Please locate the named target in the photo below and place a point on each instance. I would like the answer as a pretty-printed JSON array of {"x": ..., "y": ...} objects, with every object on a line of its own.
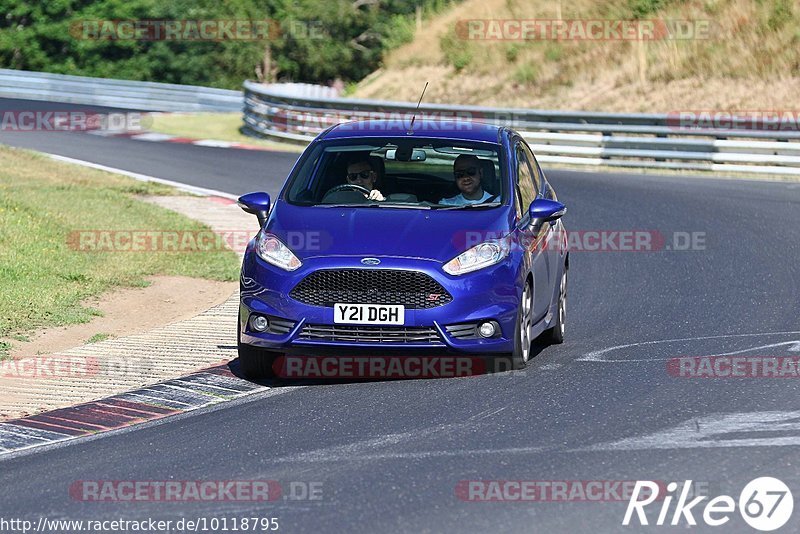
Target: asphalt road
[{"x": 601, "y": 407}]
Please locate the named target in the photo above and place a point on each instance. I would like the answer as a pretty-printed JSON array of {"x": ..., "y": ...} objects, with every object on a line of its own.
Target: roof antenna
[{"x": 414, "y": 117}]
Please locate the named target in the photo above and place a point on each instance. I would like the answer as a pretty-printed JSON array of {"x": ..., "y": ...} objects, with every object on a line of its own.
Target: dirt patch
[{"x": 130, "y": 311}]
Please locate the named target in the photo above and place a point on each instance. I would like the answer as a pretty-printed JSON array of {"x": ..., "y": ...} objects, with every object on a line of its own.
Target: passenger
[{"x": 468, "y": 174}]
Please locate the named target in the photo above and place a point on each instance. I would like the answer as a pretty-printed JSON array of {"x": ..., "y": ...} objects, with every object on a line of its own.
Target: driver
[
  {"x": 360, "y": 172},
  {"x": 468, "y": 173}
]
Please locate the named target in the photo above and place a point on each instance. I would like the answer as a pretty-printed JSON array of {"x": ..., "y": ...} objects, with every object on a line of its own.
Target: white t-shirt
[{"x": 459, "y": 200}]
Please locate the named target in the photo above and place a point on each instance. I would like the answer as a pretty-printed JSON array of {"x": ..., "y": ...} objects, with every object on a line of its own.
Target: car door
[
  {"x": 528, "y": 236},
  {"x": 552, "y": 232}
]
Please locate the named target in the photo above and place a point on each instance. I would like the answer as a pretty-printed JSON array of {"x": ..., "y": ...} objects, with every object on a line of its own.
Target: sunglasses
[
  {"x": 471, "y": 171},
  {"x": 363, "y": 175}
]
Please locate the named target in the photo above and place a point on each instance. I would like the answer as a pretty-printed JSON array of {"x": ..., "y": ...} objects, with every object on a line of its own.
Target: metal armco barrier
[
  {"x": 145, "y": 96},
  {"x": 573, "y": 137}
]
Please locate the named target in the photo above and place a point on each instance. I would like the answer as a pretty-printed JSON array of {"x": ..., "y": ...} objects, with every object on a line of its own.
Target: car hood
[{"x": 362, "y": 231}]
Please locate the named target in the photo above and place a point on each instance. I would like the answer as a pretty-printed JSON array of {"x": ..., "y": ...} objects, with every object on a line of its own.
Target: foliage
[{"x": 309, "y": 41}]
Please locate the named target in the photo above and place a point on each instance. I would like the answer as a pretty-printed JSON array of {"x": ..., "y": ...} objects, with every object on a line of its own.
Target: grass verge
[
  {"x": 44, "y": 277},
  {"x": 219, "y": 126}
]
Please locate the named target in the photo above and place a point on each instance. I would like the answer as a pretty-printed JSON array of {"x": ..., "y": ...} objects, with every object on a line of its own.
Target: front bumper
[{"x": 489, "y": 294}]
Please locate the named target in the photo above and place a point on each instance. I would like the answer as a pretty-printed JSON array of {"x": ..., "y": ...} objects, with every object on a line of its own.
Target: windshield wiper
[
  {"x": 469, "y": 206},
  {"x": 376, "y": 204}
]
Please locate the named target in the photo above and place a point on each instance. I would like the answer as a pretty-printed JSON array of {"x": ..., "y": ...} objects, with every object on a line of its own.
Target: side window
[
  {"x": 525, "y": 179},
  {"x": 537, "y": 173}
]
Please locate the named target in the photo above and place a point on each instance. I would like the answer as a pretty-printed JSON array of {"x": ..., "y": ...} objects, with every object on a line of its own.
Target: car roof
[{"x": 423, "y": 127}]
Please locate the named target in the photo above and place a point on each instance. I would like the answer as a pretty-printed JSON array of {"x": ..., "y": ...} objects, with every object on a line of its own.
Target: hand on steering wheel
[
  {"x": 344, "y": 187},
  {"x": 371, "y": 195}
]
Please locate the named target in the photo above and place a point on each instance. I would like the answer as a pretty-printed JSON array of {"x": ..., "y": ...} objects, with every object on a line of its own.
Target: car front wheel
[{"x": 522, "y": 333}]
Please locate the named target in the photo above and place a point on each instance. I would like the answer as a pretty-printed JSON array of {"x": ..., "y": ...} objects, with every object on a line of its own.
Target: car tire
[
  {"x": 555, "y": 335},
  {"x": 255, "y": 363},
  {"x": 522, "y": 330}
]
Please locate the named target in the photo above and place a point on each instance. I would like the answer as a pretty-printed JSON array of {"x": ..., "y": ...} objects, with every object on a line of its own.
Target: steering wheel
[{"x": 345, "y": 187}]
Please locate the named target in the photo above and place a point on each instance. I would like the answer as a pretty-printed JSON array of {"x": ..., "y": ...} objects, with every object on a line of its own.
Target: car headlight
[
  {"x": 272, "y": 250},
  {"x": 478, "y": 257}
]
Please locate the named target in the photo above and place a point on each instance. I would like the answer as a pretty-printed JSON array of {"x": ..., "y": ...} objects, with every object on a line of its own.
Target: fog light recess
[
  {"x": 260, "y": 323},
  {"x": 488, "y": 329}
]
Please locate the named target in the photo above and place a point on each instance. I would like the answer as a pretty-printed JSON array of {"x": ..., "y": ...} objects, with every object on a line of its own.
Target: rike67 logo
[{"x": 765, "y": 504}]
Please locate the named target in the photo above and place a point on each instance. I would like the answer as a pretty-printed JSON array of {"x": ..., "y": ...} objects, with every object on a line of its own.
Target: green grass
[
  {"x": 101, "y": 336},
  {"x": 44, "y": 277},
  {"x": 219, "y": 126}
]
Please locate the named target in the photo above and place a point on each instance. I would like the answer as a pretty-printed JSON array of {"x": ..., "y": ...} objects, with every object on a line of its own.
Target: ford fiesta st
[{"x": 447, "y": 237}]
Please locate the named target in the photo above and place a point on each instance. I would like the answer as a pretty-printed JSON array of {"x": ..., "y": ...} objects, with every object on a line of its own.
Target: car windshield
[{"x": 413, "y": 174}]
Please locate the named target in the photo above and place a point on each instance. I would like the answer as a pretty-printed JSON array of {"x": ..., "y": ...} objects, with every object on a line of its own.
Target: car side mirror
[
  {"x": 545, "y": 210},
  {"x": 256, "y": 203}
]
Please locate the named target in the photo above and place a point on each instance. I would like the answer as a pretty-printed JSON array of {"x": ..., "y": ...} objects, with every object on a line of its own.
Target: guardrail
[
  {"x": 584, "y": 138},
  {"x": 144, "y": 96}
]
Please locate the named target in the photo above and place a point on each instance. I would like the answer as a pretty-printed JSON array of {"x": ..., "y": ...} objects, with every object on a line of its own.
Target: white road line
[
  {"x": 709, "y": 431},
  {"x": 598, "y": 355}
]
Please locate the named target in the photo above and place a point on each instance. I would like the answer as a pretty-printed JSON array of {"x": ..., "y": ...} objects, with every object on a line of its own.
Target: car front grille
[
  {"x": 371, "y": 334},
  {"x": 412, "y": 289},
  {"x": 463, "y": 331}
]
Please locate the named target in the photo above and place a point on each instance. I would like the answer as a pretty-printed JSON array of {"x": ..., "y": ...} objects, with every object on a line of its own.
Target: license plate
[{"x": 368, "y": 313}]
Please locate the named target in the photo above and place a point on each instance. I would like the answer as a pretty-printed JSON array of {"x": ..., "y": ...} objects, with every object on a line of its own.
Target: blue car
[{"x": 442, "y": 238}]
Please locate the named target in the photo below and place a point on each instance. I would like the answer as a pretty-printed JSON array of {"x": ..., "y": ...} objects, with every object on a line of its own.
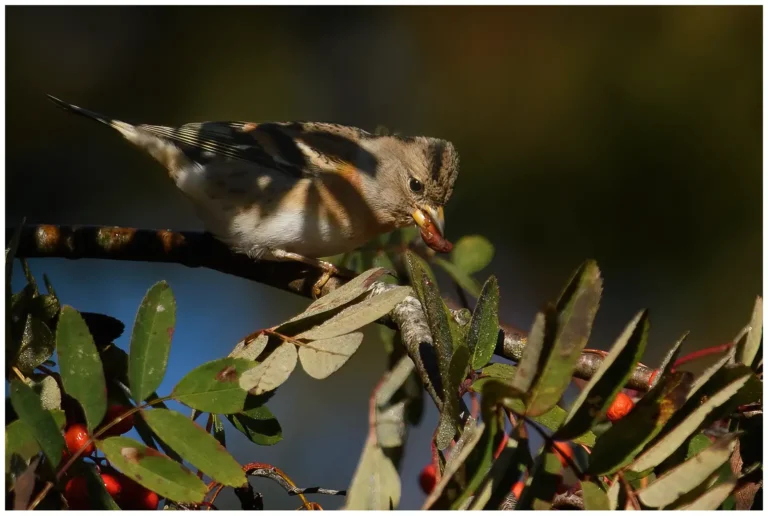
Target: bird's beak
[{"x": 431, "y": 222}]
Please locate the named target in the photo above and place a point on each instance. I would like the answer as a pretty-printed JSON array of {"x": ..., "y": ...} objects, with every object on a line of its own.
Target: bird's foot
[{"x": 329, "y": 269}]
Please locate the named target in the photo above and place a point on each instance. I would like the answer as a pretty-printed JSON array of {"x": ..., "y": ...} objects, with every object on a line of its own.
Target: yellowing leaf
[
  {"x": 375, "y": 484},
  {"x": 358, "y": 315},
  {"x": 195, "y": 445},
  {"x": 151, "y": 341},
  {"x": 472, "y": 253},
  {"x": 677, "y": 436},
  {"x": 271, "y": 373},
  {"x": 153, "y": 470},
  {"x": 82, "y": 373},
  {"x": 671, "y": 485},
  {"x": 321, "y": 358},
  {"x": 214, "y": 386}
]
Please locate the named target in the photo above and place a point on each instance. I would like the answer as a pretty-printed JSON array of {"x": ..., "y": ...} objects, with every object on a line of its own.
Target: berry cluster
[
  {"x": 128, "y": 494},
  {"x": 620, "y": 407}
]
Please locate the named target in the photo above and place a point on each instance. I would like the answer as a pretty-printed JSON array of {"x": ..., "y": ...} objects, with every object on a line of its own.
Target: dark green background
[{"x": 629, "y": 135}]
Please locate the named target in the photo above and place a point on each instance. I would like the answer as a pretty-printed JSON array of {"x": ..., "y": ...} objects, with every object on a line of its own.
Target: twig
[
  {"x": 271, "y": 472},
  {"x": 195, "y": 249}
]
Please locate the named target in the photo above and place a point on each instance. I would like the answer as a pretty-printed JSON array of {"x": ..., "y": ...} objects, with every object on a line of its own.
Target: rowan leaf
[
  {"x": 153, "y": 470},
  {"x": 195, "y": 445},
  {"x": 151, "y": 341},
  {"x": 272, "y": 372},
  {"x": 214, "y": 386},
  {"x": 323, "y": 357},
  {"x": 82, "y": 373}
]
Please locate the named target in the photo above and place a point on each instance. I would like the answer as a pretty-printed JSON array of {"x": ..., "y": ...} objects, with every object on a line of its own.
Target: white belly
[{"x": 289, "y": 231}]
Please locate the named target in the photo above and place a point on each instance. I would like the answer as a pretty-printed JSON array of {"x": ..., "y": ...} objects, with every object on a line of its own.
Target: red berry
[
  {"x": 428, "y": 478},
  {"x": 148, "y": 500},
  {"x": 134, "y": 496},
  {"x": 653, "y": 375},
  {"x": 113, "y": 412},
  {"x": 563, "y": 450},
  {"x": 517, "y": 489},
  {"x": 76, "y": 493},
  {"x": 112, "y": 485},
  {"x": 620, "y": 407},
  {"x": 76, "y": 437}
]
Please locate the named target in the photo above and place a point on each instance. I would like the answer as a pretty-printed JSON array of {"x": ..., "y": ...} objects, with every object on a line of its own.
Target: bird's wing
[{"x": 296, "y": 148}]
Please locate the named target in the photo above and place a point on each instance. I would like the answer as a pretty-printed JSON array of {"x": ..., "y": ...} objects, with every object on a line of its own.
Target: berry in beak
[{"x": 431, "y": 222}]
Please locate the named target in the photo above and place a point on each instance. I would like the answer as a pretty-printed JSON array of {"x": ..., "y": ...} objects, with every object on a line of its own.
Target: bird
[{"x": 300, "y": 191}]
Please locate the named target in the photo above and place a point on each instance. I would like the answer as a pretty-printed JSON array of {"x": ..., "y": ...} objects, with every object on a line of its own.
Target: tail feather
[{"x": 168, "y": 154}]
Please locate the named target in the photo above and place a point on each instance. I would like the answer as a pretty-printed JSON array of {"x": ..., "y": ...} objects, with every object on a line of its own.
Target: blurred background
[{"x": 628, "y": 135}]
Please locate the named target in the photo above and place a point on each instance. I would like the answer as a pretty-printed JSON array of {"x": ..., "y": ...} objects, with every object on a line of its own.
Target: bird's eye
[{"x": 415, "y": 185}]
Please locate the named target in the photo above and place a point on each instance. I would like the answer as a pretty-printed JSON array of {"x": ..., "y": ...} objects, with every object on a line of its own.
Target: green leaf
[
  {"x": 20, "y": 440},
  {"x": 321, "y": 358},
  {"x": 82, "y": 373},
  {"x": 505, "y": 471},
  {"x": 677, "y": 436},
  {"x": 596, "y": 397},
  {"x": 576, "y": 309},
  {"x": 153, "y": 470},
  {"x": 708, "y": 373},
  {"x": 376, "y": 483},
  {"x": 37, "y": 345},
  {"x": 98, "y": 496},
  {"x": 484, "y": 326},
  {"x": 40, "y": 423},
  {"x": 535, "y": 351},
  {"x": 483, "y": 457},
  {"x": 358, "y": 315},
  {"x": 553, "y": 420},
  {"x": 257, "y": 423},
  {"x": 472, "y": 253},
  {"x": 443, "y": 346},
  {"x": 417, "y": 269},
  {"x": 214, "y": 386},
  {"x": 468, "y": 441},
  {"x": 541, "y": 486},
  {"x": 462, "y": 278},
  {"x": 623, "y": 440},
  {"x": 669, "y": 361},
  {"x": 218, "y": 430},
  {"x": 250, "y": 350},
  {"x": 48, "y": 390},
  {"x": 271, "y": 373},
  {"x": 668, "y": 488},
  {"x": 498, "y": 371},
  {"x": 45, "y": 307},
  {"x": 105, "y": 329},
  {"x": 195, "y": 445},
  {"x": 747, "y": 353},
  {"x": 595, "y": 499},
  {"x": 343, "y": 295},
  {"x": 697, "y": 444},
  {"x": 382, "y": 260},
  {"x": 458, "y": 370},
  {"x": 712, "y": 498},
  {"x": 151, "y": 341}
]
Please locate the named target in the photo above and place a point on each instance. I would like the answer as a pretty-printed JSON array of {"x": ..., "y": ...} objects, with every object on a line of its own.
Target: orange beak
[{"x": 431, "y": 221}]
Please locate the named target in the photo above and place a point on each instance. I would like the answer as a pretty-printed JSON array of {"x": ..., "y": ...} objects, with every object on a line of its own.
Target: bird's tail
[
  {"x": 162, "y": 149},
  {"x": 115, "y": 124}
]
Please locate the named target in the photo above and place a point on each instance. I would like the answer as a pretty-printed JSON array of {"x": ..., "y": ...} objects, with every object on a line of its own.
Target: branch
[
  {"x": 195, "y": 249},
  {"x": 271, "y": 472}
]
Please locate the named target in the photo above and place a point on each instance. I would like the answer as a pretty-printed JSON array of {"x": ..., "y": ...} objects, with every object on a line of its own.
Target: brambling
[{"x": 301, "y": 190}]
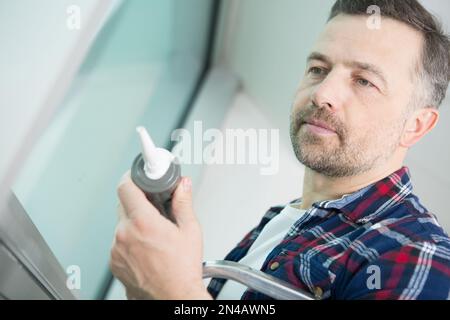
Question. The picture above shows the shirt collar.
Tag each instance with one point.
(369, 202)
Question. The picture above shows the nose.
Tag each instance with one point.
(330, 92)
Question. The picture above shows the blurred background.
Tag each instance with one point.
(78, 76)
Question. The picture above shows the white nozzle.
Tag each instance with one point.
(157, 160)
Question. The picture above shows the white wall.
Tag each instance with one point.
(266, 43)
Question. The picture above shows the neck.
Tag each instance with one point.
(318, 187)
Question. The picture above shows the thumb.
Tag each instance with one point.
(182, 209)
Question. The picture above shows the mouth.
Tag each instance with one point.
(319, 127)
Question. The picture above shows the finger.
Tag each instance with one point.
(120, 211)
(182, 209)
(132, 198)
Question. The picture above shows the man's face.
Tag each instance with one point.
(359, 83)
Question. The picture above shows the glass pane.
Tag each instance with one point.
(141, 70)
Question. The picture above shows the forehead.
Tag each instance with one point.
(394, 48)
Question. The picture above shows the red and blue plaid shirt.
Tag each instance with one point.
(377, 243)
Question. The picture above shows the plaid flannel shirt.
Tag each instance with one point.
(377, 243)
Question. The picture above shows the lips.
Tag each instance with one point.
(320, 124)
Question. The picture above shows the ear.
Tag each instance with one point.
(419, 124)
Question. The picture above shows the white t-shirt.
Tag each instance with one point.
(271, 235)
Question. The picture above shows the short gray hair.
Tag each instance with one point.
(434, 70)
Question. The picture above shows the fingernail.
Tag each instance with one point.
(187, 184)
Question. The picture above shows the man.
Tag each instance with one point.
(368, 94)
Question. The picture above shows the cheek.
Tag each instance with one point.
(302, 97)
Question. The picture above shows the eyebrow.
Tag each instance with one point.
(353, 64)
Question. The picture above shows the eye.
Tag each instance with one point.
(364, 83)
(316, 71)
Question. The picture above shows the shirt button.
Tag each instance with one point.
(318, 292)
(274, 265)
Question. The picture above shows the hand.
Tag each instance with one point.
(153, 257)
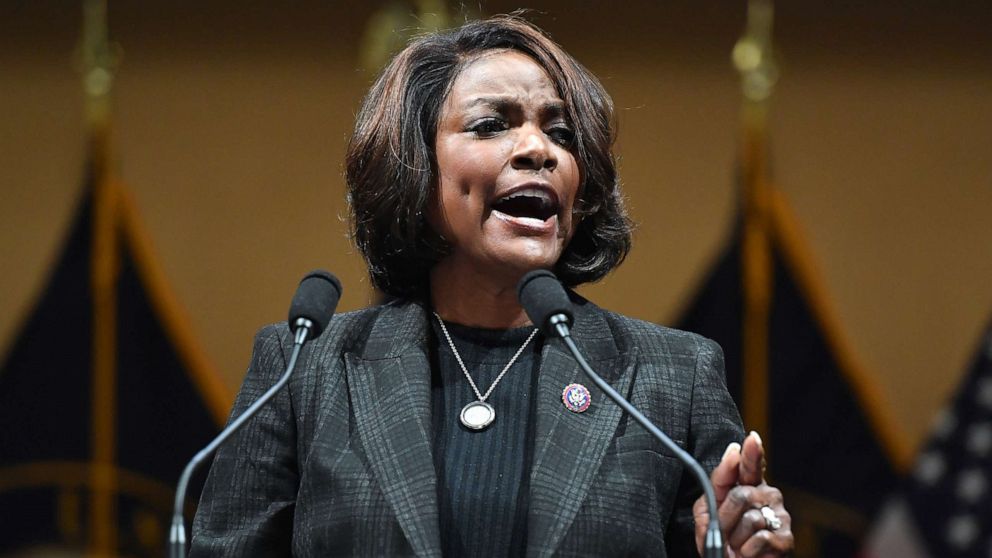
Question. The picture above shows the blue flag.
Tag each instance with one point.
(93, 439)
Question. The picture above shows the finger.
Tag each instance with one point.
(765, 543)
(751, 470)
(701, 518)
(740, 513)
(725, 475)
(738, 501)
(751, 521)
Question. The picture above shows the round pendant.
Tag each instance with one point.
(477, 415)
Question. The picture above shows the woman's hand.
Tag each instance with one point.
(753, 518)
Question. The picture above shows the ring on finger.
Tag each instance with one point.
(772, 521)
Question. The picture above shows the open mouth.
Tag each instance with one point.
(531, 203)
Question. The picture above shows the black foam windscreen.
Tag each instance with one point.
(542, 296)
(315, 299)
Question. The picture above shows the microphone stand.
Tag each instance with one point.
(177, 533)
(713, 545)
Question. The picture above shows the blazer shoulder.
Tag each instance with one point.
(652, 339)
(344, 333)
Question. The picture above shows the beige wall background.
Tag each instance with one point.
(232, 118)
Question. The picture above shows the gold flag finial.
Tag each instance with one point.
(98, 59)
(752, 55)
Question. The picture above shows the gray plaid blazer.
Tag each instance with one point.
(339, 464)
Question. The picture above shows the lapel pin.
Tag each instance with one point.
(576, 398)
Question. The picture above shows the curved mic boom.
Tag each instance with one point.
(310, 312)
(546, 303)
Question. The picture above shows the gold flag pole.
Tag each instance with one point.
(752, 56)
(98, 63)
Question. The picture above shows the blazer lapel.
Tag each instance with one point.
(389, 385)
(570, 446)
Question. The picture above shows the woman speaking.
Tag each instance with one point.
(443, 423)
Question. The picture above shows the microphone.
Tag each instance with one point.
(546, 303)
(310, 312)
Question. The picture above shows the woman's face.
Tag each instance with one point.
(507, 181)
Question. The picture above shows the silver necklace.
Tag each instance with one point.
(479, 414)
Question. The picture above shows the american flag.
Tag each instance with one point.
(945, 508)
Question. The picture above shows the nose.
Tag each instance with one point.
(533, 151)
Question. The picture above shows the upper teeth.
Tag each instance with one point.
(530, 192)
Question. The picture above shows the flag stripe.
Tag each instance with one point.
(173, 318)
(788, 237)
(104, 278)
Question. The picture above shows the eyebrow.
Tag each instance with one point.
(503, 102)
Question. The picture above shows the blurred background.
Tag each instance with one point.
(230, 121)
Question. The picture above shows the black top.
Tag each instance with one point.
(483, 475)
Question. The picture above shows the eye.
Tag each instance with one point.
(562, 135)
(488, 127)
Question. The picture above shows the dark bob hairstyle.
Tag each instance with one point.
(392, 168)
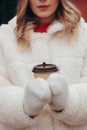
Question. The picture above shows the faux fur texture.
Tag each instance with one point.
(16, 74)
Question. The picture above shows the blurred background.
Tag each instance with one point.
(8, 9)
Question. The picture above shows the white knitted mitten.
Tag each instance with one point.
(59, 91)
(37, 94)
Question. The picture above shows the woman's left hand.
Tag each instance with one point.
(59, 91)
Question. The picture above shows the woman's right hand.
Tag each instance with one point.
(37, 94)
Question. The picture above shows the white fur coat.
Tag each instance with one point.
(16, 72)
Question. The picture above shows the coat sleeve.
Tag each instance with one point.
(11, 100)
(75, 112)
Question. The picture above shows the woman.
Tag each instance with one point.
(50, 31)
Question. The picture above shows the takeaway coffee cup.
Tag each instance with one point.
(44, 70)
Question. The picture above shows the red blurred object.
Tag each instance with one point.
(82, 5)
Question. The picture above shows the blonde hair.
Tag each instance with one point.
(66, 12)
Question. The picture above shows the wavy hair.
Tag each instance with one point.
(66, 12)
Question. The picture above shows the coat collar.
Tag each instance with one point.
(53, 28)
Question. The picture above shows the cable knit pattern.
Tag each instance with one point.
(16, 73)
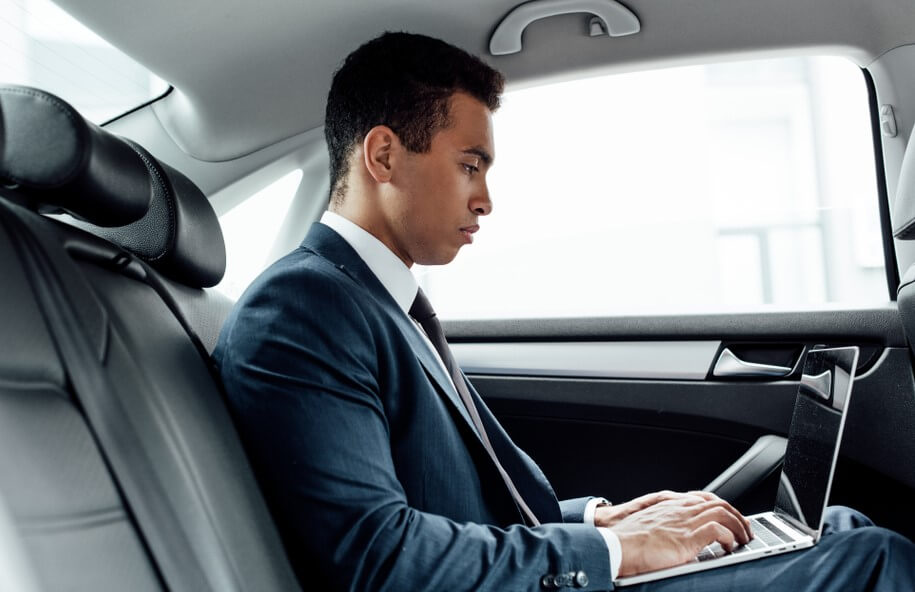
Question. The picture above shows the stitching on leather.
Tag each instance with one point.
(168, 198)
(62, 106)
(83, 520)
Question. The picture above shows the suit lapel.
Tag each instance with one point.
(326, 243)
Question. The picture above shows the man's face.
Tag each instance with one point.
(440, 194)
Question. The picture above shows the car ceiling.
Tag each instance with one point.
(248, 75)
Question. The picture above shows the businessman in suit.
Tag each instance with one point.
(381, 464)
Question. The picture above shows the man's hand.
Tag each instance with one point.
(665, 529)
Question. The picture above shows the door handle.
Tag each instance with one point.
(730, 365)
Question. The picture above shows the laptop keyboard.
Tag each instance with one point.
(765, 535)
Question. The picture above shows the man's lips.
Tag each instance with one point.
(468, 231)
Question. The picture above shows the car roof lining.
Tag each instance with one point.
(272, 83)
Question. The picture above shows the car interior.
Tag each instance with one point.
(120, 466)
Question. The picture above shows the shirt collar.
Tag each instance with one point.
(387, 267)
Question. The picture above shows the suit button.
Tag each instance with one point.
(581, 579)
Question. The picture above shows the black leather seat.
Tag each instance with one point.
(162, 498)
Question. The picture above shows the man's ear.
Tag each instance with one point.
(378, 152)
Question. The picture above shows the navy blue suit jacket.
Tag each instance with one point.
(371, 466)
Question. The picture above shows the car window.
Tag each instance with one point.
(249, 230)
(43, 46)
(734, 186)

**Task instructions:** Out of the material above, gather each line where "woman" appears.

**Written response:**
Question. The picture above shows the woman's hand.
Question. The picture above shows the woman speaking.
Question. The picture above shows the woman's face.
Question. The picture above shows the woman's left hand.
Question. The picture above shows the woman's right hand.
Question. The picture above shows the woman.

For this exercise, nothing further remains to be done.